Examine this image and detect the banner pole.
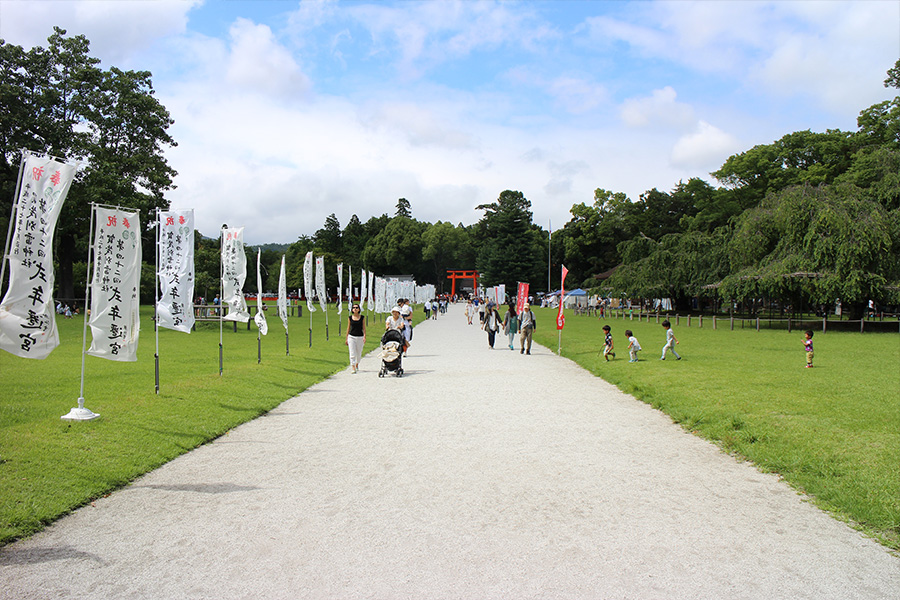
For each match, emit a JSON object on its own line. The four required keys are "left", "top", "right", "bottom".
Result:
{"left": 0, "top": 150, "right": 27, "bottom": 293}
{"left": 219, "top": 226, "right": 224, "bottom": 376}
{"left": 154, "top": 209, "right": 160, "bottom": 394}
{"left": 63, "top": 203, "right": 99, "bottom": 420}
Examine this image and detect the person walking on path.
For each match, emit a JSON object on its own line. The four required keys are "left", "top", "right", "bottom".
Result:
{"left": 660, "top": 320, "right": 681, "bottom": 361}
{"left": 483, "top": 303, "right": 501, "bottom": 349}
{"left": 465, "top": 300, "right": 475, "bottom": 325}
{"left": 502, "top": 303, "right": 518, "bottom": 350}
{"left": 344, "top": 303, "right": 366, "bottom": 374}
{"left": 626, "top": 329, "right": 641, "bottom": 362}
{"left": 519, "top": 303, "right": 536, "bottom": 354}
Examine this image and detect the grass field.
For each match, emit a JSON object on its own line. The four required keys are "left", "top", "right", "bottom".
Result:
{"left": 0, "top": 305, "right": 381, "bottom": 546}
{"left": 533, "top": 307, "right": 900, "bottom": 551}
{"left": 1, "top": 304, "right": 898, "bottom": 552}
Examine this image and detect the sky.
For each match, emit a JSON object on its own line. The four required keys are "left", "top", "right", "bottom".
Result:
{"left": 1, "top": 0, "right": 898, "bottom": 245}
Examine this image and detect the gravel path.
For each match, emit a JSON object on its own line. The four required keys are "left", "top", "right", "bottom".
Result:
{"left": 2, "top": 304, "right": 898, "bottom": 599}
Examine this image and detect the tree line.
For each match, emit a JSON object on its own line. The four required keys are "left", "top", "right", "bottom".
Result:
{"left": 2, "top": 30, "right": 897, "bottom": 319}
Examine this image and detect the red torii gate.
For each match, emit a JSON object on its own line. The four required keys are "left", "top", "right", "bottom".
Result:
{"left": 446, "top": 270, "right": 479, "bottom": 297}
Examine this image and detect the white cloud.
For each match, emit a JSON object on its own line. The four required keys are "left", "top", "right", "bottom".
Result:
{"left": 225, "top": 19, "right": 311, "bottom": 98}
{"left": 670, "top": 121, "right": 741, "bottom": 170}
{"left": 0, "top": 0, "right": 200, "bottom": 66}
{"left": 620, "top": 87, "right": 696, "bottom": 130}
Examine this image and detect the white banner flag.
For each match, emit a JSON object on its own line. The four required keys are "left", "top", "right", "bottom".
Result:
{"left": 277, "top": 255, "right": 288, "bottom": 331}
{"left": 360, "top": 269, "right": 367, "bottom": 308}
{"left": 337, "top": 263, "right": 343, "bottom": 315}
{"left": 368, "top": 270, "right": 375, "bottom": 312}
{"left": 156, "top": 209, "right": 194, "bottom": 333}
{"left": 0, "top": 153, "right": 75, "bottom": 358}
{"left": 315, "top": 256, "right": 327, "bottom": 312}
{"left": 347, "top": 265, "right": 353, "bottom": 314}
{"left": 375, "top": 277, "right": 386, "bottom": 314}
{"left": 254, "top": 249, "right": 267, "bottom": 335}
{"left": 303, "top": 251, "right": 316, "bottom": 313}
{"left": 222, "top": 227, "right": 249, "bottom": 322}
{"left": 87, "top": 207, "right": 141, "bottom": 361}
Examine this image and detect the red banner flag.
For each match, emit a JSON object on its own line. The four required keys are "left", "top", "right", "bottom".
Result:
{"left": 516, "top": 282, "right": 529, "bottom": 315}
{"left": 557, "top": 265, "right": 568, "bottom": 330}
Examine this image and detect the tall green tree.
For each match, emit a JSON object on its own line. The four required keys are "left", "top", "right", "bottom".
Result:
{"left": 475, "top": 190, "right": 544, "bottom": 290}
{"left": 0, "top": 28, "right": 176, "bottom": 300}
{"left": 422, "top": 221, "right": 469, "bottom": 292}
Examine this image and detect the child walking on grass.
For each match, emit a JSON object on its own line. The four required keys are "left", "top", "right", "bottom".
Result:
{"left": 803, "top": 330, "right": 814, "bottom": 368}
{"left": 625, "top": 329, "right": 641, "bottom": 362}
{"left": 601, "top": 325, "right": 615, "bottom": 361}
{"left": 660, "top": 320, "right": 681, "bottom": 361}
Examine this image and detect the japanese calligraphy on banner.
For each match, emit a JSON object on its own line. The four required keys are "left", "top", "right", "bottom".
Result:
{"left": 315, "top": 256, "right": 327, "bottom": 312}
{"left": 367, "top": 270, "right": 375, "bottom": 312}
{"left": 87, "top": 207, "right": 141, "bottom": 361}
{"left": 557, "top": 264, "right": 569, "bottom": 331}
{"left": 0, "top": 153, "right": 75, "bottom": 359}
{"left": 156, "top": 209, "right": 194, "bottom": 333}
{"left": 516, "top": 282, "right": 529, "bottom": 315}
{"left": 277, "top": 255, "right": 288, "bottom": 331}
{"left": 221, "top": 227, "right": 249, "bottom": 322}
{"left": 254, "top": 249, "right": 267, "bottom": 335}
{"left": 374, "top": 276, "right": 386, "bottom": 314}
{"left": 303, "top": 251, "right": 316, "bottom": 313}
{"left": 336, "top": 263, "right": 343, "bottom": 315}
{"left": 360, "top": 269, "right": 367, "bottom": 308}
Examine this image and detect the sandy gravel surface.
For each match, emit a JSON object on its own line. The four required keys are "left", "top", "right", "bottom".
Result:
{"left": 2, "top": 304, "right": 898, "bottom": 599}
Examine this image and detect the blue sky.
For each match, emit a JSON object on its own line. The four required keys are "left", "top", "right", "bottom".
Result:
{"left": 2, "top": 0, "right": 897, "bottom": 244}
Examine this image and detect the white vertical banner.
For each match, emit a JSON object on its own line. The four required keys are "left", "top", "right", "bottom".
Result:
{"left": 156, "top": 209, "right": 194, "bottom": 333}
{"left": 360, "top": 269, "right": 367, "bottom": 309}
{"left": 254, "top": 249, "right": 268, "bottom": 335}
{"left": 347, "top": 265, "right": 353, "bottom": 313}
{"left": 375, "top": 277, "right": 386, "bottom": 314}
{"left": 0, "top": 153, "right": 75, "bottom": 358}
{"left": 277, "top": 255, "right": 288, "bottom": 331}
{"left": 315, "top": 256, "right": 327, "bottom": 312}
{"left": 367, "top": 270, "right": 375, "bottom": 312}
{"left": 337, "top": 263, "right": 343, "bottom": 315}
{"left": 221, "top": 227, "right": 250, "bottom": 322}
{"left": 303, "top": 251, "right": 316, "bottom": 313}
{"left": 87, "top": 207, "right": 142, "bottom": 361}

==

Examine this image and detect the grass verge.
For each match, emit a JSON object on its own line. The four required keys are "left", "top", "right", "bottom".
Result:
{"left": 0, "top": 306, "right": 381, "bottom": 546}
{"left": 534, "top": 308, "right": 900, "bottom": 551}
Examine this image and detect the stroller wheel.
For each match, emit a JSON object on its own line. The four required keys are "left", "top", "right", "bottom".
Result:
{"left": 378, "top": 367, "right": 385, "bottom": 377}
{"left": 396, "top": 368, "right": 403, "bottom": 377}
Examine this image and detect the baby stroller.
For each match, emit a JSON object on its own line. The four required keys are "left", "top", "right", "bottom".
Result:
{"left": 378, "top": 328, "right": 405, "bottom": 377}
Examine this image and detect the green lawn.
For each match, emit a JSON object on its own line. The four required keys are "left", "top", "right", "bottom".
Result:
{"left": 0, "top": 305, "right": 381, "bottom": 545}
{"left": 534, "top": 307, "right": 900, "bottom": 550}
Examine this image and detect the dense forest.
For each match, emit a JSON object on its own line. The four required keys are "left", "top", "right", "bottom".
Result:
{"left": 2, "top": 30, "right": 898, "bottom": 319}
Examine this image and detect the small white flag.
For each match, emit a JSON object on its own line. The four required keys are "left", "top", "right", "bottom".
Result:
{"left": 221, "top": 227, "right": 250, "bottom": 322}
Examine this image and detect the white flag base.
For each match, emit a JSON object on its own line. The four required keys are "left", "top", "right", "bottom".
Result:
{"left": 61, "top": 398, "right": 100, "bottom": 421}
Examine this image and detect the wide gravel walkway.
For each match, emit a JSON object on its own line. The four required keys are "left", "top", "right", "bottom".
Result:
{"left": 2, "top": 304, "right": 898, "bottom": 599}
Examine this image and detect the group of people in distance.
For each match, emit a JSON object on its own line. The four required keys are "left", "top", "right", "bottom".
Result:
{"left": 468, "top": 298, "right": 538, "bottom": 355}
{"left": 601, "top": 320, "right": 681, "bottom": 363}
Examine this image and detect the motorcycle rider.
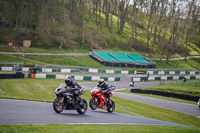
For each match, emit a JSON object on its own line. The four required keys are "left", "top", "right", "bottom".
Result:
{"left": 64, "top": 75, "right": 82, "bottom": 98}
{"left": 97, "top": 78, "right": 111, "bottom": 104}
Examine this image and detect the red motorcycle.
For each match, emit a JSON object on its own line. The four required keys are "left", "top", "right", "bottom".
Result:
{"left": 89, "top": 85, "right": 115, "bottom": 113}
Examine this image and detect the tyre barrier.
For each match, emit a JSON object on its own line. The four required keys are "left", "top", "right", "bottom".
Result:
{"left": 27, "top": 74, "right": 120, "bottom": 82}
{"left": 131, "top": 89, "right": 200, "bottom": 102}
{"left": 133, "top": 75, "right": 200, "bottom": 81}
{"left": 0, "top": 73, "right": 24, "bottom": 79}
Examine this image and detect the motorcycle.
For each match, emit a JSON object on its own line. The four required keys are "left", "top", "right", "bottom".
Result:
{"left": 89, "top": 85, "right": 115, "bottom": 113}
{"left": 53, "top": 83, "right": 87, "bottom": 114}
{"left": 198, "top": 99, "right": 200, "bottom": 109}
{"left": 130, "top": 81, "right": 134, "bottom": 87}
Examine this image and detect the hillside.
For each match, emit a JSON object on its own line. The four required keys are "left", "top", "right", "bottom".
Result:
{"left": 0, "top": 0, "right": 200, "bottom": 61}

* * *

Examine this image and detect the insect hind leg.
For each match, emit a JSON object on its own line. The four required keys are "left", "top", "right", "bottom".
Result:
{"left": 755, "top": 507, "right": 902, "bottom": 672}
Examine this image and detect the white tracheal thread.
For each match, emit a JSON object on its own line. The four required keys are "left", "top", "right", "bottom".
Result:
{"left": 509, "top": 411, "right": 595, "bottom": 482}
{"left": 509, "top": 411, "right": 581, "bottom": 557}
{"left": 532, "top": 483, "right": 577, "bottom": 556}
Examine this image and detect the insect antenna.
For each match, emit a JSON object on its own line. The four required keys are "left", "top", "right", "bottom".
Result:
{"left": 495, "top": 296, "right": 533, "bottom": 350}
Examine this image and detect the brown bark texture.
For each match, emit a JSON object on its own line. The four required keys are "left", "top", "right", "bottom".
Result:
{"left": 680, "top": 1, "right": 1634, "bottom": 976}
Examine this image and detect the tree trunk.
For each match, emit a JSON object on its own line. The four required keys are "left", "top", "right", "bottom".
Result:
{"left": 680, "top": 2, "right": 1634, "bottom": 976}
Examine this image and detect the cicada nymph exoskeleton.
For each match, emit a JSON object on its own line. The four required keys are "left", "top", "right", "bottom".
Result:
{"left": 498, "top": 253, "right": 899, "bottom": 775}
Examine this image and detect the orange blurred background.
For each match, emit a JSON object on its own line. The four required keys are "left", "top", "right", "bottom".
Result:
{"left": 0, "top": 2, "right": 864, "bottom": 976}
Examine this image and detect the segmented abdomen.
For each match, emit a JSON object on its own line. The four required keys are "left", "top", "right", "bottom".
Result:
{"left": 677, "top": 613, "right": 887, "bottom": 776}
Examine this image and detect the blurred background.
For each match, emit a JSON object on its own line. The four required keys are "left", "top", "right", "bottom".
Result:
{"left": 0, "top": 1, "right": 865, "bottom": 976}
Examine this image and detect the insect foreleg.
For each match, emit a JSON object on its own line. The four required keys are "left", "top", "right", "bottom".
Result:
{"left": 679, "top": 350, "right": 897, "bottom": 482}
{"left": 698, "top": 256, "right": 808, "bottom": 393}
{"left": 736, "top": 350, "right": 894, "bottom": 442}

WHAT IS EXPECTED |
Across the material above, how many lines contain the string "background"? The reply should be that number alone.

ANSWER TO THE EXERCISE |
2